Document excerpt:

Boo-niversity hosts haunted health fair
October 30, 2008 10:54 PM
At this year’s annual Haunted Health Fair, staff said more than 500 students braved the health center turned haunted house and participated in activities such as "Pumpkin Bowling" and "Sexually Transmitted Infection Jeopardy."
“We want students to come in and see what we have to offer" said Albert Angelo, the health educator at Student Health Services. "It's a great outreach event."
Students got to choose from a variety of health services including blood pressure checks, flu shots, nutrition assessments, women services education, sex health education and information about Family PACT--a service that offers free and low-cost family planning services to students.
Participants were directed into the haunted house, a dark maze which went through the conference room and through the hallways of the Health Center.
Halfway through the Haunted House in a room labeled “Crone’s Corner” students could get a tarot card reading by Barbara Salge, the crone or “wise-woman” herself.
“I read your fortune," Salge said. " It could be good, it could be bad,” she told a group of students who stopped by.

Provided information:
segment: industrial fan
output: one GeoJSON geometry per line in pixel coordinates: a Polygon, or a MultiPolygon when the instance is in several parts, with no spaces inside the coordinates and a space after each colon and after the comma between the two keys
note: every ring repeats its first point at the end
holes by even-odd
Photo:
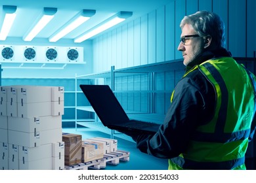
{"type": "Polygon", "coordinates": [[[35,57],[35,51],[32,48],[28,48],[24,51],[24,56],[28,59],[33,59],[35,57]]]}
{"type": "Polygon", "coordinates": [[[68,59],[70,59],[70,60],[77,59],[78,56],[79,56],[78,52],[76,50],[75,50],[75,49],[70,50],[68,52],[68,54],[67,55],[68,55],[68,59]]]}
{"type": "Polygon", "coordinates": [[[5,48],[2,50],[2,56],[5,59],[11,59],[13,57],[14,52],[9,47],[5,48]]]}
{"type": "Polygon", "coordinates": [[[48,49],[46,52],[46,57],[51,60],[57,58],[57,51],[53,48],[48,49]]]}

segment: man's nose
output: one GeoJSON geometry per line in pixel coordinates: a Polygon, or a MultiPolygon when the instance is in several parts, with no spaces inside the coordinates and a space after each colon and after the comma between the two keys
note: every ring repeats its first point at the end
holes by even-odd
{"type": "Polygon", "coordinates": [[[179,51],[184,51],[185,50],[185,47],[184,46],[184,44],[181,42],[181,41],[178,46],[177,50],[179,51]]]}

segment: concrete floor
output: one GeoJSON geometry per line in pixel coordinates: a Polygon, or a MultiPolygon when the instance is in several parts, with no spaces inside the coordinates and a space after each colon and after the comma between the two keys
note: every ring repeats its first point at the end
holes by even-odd
{"type": "MultiPolygon", "coordinates": [[[[94,131],[89,128],[79,127],[75,131],[74,127],[62,127],[62,132],[79,134],[82,135],[82,139],[96,137],[110,138],[110,135],[94,131]]],[[[117,149],[130,152],[129,161],[119,161],[117,165],[107,164],[106,170],[167,170],[168,169],[167,159],[155,158],[142,153],[136,148],[136,144],[122,139],[117,140],[117,149]]]]}

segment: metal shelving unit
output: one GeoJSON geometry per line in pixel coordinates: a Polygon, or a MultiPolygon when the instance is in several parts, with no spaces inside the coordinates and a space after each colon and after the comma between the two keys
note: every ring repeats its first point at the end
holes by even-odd
{"type": "MultiPolygon", "coordinates": [[[[148,64],[145,65],[140,65],[136,67],[131,67],[125,69],[115,69],[114,67],[112,66],[111,67],[110,71],[98,73],[93,73],[90,75],[79,75],[75,76],[76,79],[77,78],[89,78],[89,79],[95,79],[95,84],[98,84],[98,83],[96,82],[97,79],[103,79],[102,83],[106,84],[106,79],[110,80],[110,86],[113,90],[114,93],[122,93],[122,92],[139,92],[139,93],[149,93],[148,99],[149,101],[149,107],[148,112],[146,113],[141,113],[141,112],[135,112],[134,111],[126,111],[128,116],[131,119],[135,120],[140,120],[142,121],[147,122],[154,122],[159,124],[161,124],[163,119],[164,115],[160,115],[156,114],[156,110],[154,107],[155,105],[155,93],[165,93],[169,91],[165,90],[156,90],[156,81],[155,81],[155,73],[157,72],[165,72],[165,71],[175,71],[176,69],[181,69],[183,66],[182,61],[181,59],[179,60],[172,60],[169,61],[164,61],[161,63],[156,63],[154,64],[148,64]],[[128,76],[129,75],[134,75],[137,74],[142,74],[144,73],[148,75],[149,78],[148,79],[148,88],[150,90],[141,91],[141,90],[133,90],[133,91],[119,91],[117,90],[115,88],[116,85],[116,79],[119,76],[128,76]]],[[[100,83],[102,84],[102,83],[100,83]]],[[[77,83],[75,82],[75,88],[77,88],[77,83]]],[[[75,99],[77,100],[77,93],[80,92],[79,91],[76,90],[76,97],[75,99]]],[[[100,131],[103,133],[110,134],[111,138],[114,138],[114,137],[118,137],[119,138],[125,139],[128,141],[133,141],[130,137],[128,137],[124,134],[116,133],[114,130],[110,130],[106,127],[104,126],[100,122],[99,122],[98,118],[97,118],[96,114],[95,115],[95,118],[93,119],[84,119],[79,120],[77,119],[77,110],[84,110],[87,112],[95,112],[93,108],[91,106],[86,107],[81,107],[77,106],[77,103],[75,103],[75,129],[77,130],[77,125],[81,125],[87,127],[91,127],[93,129],[96,129],[98,131],[100,131]],[[93,121],[93,122],[92,122],[93,121]]]]}

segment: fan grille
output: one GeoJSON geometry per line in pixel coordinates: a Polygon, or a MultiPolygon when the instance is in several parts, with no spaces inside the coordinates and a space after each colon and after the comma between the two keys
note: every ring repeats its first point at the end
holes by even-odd
{"type": "Polygon", "coordinates": [[[71,49],[68,52],[68,58],[71,60],[75,60],[77,59],[79,54],[78,52],[75,49],[71,49]]]}
{"type": "Polygon", "coordinates": [[[24,56],[28,59],[33,59],[35,57],[35,51],[32,48],[26,48],[24,51],[24,56]]]}
{"type": "Polygon", "coordinates": [[[57,58],[57,51],[53,48],[48,49],[46,52],[46,57],[51,60],[57,58]]]}
{"type": "Polygon", "coordinates": [[[14,52],[12,48],[7,47],[2,50],[2,56],[5,59],[11,59],[13,57],[14,52]]]}

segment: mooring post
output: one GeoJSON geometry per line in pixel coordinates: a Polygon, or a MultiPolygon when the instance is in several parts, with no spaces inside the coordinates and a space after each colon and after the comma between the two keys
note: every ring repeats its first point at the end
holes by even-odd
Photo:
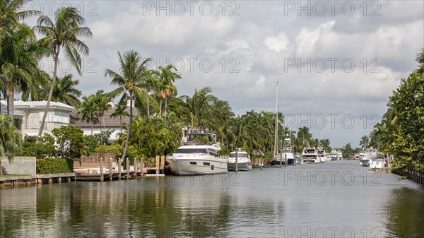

Work request:
Translate this sentence from the haunted health fair article into Spanish: "Participants were directed into the haunted house, a dark maze which went through the conference room and through the hallways of the Health Center."

Your solution:
Los participantes fueron dirigidos a la casa embrujada, un laberinto oscuro que pasaba por la sala de conferencias y por los pasillos del Centro de Salud.